*Written exercise A:* From the forum thread on bellhousing alignment below, extract everything from "This may require" down to "measurement, as well.".
*Written exercise B:*
Answer the following questions using the forum thread on bellhousing alignment below.
(i) Which transmission is shown in the video that PontiacJim mentions?
(ii) Which pairs of opposite positions are suggested for measuring?
(iii) How many full turns of the crank may be needed to verify the areas of misalignment?
*Written exercise C:* Carry on the forum thread on bellhousing alignment below from the point at which it stops.

I hung out with the Hanlons a few weeks back. Their shop isnt too far from me and it's in an area that I cruise to. Super cool guys, very helpful and knowledgeable.


----------



## Noangelbuddy (Dec 6, 2017)

PontiacJim said:


> The 1st minute of this video demonstrates how to do this. Now this is the 5-speed TKO, so am not sure on a 6-speed how that would work. 5 gears is enough for me. LOL


Jim that video was most informative, thanks.


----------



## PontiacJim (Dec 29, 2012)

67ventwindow said:


> I had a T56 before and loved it. The predominate experience prior to getting the T56 in 1995 was three on tree and that did not translate So I wasn't messing up as bad as when I went to a deuce and a half and its wacky shifting.
> 
> Do you remember what the tolerance was? I will probably just buy all three sets. Its a friends lift so I don't want to put him out waiting for a part.


For TKO, .005"

Found another method:

The suggested points to measure opposite each other are 12 & 6 o'clock, and 3 & 9 o'clock. But I suspect if your high/low points were at 1 & 6 o'clock, then you would adjust for that IF they were out of spec.

Position the dial indicator at the 12 o’clock position, and zero the gauge. Then, rotate the engine slowly in the proper direction watching the gauge as the needle fluctuates. When you have found any high spots in the bell's circle, mark it on the back of the bellhousing with a marker, and record the amount.

This may require 2 or 3 full turns of the crank/dial indicator to verify the areas of misalignment. Once you have marked and recorded the measurement, bring the dial indicator to that high spot, then rotate the crank 180° across from it and verify the corresponding low point of the bellhousing. Mark this location and the measurement, as well.

After verifying the 2 points are 180 degrees apart, it’s time to get out the calculator. Subtract the lower number from the higher number then take the solution and divide it by 2. If your number is greater than .005”, you’re outside of the tolerance allowed by Tremec.

*Stored records:*
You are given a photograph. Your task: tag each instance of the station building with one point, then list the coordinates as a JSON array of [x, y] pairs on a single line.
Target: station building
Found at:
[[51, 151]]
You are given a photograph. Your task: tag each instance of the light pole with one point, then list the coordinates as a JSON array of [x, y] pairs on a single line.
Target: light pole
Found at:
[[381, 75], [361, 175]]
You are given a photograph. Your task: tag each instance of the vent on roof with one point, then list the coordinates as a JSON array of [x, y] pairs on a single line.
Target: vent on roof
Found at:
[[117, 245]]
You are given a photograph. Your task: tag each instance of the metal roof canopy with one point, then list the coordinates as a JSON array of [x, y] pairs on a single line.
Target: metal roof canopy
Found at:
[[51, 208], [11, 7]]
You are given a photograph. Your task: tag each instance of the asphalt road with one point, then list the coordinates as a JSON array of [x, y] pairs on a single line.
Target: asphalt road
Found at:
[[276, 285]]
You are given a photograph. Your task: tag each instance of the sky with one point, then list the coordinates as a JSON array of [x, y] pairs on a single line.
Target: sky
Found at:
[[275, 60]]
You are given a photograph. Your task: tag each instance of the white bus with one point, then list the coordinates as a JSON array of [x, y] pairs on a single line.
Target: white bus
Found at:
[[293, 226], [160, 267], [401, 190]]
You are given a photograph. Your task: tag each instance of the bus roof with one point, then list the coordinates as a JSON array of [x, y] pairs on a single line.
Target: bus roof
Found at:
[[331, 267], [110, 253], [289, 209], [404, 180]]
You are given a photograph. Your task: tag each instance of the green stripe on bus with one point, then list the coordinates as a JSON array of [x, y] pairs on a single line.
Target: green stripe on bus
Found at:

*Right answer A:*
This may require 2 or 3 full turns of the crank/dial indicator to verify the areas of misalignment. Once you have marked and recorded the measurement, bring the dial indicator to that high spot, then rotate the crank 180° across from it and verify the corresponding low point of the bellhousing. Mark this location and the measurement, as well.

*Right answer B:*
(i) The 5-speed TKO.
(ii) 12 and 6 o'clock, and 3 and 9 o'clock.
(iii) Two or three full turns.

*Right answer C:*
For instance, if your high point was .015” and your low point was .007” the difference would be .008” (.015-.007=.008).

When you divide .008” by 2, you get .004”. .004” is less than .005” so this example would fall within the tolerance.

If you use an offset dowel to correct any misalignment, make your adjustments, and repeat the procedure to check the bell alignment, and do so until you have the bell in alignment.


----------



## 67ventwindow (Mar 3, 2020)

PontiacJim said:


> For TKO, .005"
> 
> Found another method:
> 
> ...


 5 thousandths makes sense with the offset pins start at 7 thousandths. There is no making it tighter if its only 2-3 thou out. I will mock it up on the spare engine and see how it goes.


----------



## armyadarkness (Dec 7, 2020)

Im still moderately amazed that the center hole on the bell housing is consistent enough to take these measurements by. Especially looking for tolerances under 1/16. I would think that they'd want you to use the bolt holes (for the trans) in the bell housing


----------



## CoveKid19 (Nov 18, 2021)

Simple is how I taught my trainees when dialing in components in jet engines. Same method applies here. The simplest method (*two steps*) is to find the total indicated runout (TIR) while at the same time letting the dial indicator tell you which way, and how far the bellhousing needs to move to get the concentricity within tolerance.

1- *Find the exact point of the bellhousing's hole which is farthest from the crankshaft's centerline*.
Once the dial indicator (DI) is set-up correctly, rotate the engine and watch the DI needle until you see it moving in a counter-clockwise (CCW) direction. When the needle stops moving CCW, and just before it starts to move clockwise (CW) you've found that point. Now zero the DI needle.

2. *Find the direction and the distance the bellhousing needs to move.*
With the DI zeroed from step 1, rotate the engine and watch the DI needle (moving CW) until it stops, just before moving CCW. At this point the DI (plunger) is pointing in the direction the bellhousing needs to move while the needle is giving you the TIR. TIR divided by 2 is how far the bellhousing needs to move to make it concentric to the crankshaft centerline.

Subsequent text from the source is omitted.